SOURCE PASSAGE
Waiting for society to catch up is no reason to deny human rights.

A FEW DAYS before its 50th anniversary, we think of the March on Washington, and the civil-rights movement that it embodied, as a triumph of democracy. In the grand sense, this is true. Protest is by no means exclusive to democracies, but it's more at home in a democratic system than any other. The civil-rights movement extended the promise of democracy to many who had been denied it.

But there were also aspects of the movement's victories that could be spun as undemocratic. Many Southern whites decried the Civil Rights Act of 1964 as an imposition of external values on the majorities of residents in their states (the internal value they were protecting, of course, was the right to discriminate). Before that, the civil-rights movement benefited from the even-less-democratic involvement of the Supreme Court, which paved the way for the progress of the 1960s with decisions like Brown v. Board of Education, in 1954, which declared separate-but-equal school segregation unconstitutional, and Browder v. Gayle, in 1956, which did the same for public buses.

Today, as we continue to have a similar argument about protecting minorities from discrimination, in some quarters there are arguments about whether certain minorities even exist. At an event in Montana earlier this week, Supreme Court Justice Antonin Scalia made this mind-bending remark: "It's not up to the courts to invent new minorities that get special protections." The court, he said, has been taking steps that should be left in the hands of voters or Congress.

Scalia was presumably referring to the Court's decision this summer striking down the federal Defense of Marriage Act (DOMA), which had defined marriage as being between a man and a woman. Scalia dissented. Like so many defenders of discrimination over the years, he just had a problem with the process - he thought the court was overstepping its bounds.

Let's quickly address the ridiculousness of this specific comment: Minorities are not "invented" - they either exist or they don't, and they either face discrimination or they don't. Gay and lesbian people existed before the Supreme Court decided that they deserved to be protected from discrimination by their government.

That much should be obvious, and probably is to most people. More insidious is the argument that the courts should not offer protections to minorities unless a majority of voters in a state wants it to do so.

This is going to come up, as Scalia predicted in his DOMA dissent, in the challenges to state same-sex marriage bans that are underway around the country, including here in Pennsylvania. Defenders of the bans will argue that elite judges should not tell the voters of state X how to define marriage in their state's borders.

It's true that this is not an ideal situation. We'd rather see the states end their discriminatory practices themselves, or failing that, Congress act to end them. But one legacy of the civil-rights movement is the idea that a just society does not wait around for public opinion to change before granting basic human dignity to all its citizens. Fifty years from now, in discussions about same-sex marriage, this will seem obvious.

DATA SECTION
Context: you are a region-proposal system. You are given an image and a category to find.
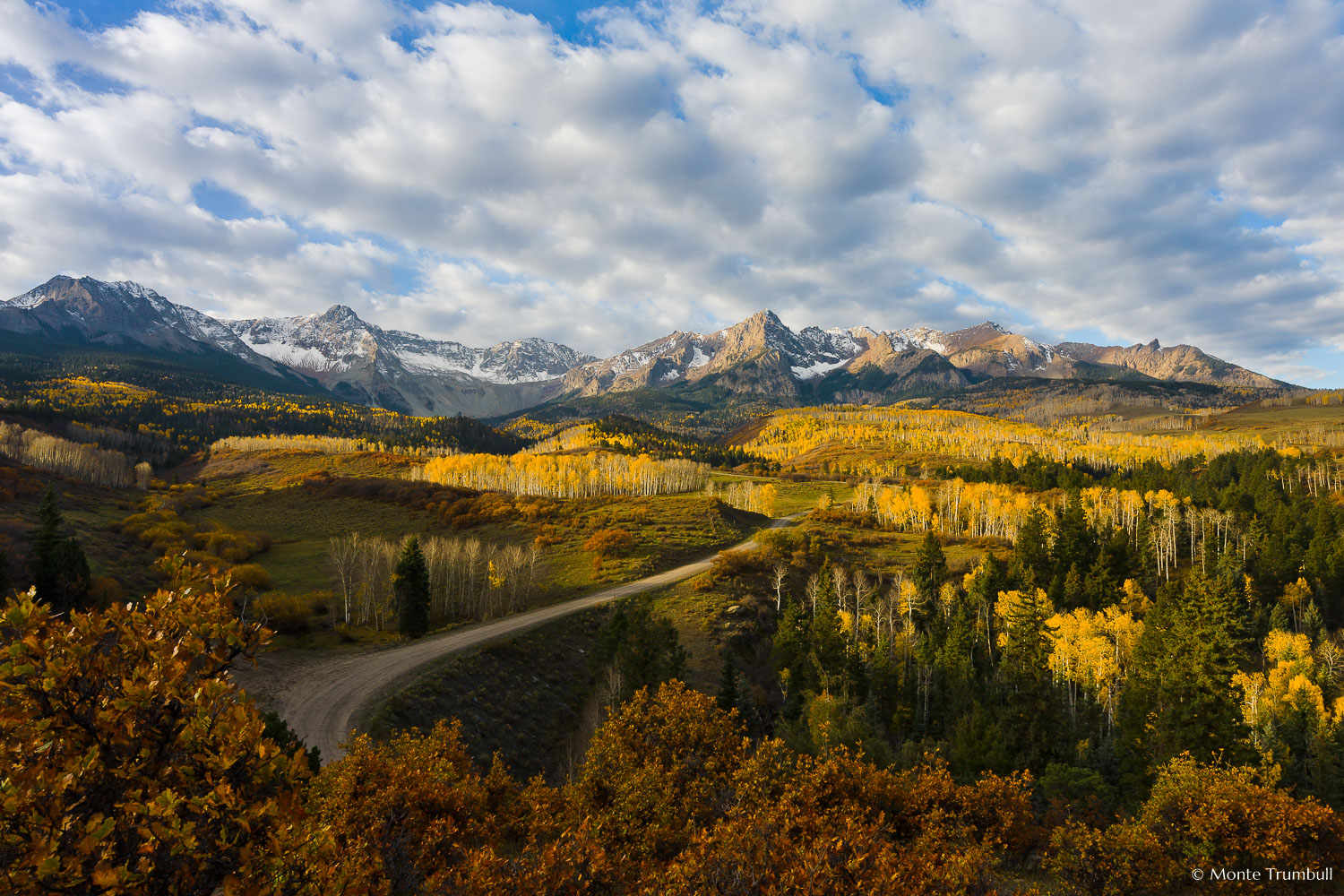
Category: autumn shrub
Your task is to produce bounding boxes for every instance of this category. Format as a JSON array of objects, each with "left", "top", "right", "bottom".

EXERCISE SET
1. Condense the paragraph of the civil-rights editorial that begins "But there were also aspects" into a short bulleted list that keeps its main facts.
2. From the civil-rights editorial, copy word for word the part that opens with the words containing "But there were" and closes with "for public buses.".
3. According to the civil-rights editorial, how had the federal Defense of Marriage Act defined marriage?
The material has no connection to the editorial on civil rights and same-sex marriage.

WORKED SOLUTIONS
1.
- Some of the civil-rights movement's victories could be framed as undemocratic.
- Many Southern whites condemned the Civil Rights Act of 1964 as outside values imposed on the majorities in their states, though what they were protecting was the right to discriminate.
- Earlier, the Supreme Court's even less democratic involvement helped the movement and prepared the way for the progress of the 1960s:
  - Brown v. Board of Education (1954) declared separate-but-equal school segregation unconstitutional.
  - Browder v. Gayle (1956) did the same for public buses.

2.
But there were also aspects of the movement's victories that could be spun as undemocratic. Many Southern whites decried the Civil Rights Act of 1964 as an imposition of external values on the majorities of residents in their states (the internal value they were protecting, of course, was the right to discriminate). Before that, the civil-rights movement benefited from the even-less-democratic involvement of the Supreme Court, which paved the way for the progress of the 1960s with decisions like Brown v. Board of Education, in 1954, which declared separate-but-equal school segregation unconstitutional, and Browder v. Gayle, in 1956, which did the same for public buses.

3. As being between a man and a woman.